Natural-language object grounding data
===

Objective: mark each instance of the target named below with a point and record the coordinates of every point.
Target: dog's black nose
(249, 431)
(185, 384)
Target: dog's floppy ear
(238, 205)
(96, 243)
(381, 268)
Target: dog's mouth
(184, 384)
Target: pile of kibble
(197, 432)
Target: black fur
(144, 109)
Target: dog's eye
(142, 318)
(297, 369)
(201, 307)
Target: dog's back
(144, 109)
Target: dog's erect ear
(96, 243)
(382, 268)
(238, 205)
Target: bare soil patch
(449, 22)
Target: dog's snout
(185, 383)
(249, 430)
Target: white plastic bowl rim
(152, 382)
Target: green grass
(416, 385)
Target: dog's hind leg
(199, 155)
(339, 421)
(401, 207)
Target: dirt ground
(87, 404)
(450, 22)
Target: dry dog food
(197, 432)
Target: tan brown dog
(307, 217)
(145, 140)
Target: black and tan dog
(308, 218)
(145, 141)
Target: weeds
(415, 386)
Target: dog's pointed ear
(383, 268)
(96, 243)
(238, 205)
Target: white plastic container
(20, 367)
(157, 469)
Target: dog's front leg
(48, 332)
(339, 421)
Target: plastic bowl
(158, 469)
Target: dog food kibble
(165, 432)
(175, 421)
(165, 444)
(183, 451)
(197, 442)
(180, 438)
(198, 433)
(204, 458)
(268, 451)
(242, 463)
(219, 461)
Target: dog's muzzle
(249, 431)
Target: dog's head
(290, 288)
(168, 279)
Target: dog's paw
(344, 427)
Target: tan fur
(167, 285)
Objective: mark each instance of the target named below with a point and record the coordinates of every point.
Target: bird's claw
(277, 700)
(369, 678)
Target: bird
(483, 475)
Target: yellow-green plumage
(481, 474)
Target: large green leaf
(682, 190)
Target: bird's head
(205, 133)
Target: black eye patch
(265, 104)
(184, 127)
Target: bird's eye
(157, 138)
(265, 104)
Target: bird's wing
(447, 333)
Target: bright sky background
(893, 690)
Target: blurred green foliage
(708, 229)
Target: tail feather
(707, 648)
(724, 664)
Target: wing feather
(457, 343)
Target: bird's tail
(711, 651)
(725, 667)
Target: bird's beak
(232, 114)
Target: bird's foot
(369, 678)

===

* _Aim of the task_: Reproduce nothing but the lines from the line containing "Target: yellow-green plumage" to the last line of the data, each exactly as written.

* _Solution to this problem_:
Target: yellow-green plumage
(481, 474)
Target: large green leaf
(682, 190)
Target: bird's head
(205, 133)
Target: black eye patch
(265, 104)
(184, 127)
Target: bird's eye
(157, 138)
(265, 104)
Target: bird's wing
(447, 333)
Target: bright sky background
(893, 690)
Target: blurred green foliage
(708, 229)
Target: tail feather
(707, 648)
(724, 664)
Target: wing feather
(457, 343)
Target: bird's tail
(711, 651)
(725, 667)
Target: bird's beak
(232, 114)
Target: bird's foot
(369, 678)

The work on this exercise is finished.